• _Short problem_:
Format every non-blank line of the rows below as a Markdown table with two columns, Number and Line, numbering the lines in order. Leave the pictures out of the answer.

• _Task material_:
------------------------
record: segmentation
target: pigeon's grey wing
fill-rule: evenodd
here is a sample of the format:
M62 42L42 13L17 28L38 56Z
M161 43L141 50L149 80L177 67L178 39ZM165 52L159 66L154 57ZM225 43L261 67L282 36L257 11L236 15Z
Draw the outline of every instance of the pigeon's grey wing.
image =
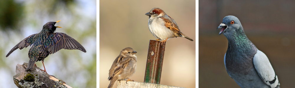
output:
M228 75L230 76L230 77L232 79L232 76L230 76L230 75L229 74L228 74L228 72L227 72L227 68L226 68L226 64L225 64L225 56L226 56L226 53L225 53L225 54L224 55L224 65L225 65L224 66L225 66L225 70L226 70L226 72L227 72L227 74L228 74Z
M86 50L78 41L67 34L56 32L51 38L51 44L46 47L50 54L53 54L62 49L79 50L84 52Z
M253 57L253 64L256 71L263 82L275 88L280 85L278 76L266 55L262 52L257 50L257 52Z
M22 41L19 42L19 43L15 45L13 48L12 48L12 49L9 51L8 53L6 55L6 57L8 57L13 51L15 50L18 48L19 48L19 49L21 50L24 48L27 48L29 46L30 46L33 43L34 43L34 41L35 40L35 35L37 34L35 34L33 35L32 35L29 37L27 37L24 40L23 40Z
------------------------
• _Solved problem_:
| Number | Line |
|---|---|
| 1 | record: segmentation |
| 2 | target: pigeon's grey wing |
| 3 | fill-rule: evenodd |
| 4 | here is a sample of the format: |
| 5 | M62 42L42 13L17 28L38 56Z |
| 6 | M161 43L141 50L149 80L177 67L178 39ZM165 52L159 66L154 57ZM225 43L261 67L282 36L257 11L236 15Z |
| 7 | Draw the outline of every instance of the pigeon's grey wing. |
| 8 | image = |
| 9 | output: |
| 10 | M228 75L230 76L230 77L232 79L232 76L230 76L230 75L229 74L228 74L228 72L227 72L227 68L226 68L226 64L225 64L225 56L226 56L226 53L225 53L225 54L224 55L224 65L225 65L224 66L225 66L225 70L226 70L226 72L227 72L227 74L228 74Z |
| 11 | M86 50L78 41L67 34L56 32L51 38L51 44L46 47L50 54L53 54L62 49L79 50L84 52Z |
| 12 | M253 57L253 64L256 71L263 82L275 88L280 85L278 76L266 55L262 52L257 50L257 52Z |
| 13 | M22 41L19 42L19 43L15 45L13 48L12 48L12 49L9 51L8 53L6 55L6 57L8 57L13 51L15 50L18 48L19 48L19 49L21 50L24 48L27 48L29 46L30 46L33 43L34 43L34 41L35 40L35 35L37 34L35 34L33 35L32 35L29 37L27 37L24 40L23 40Z |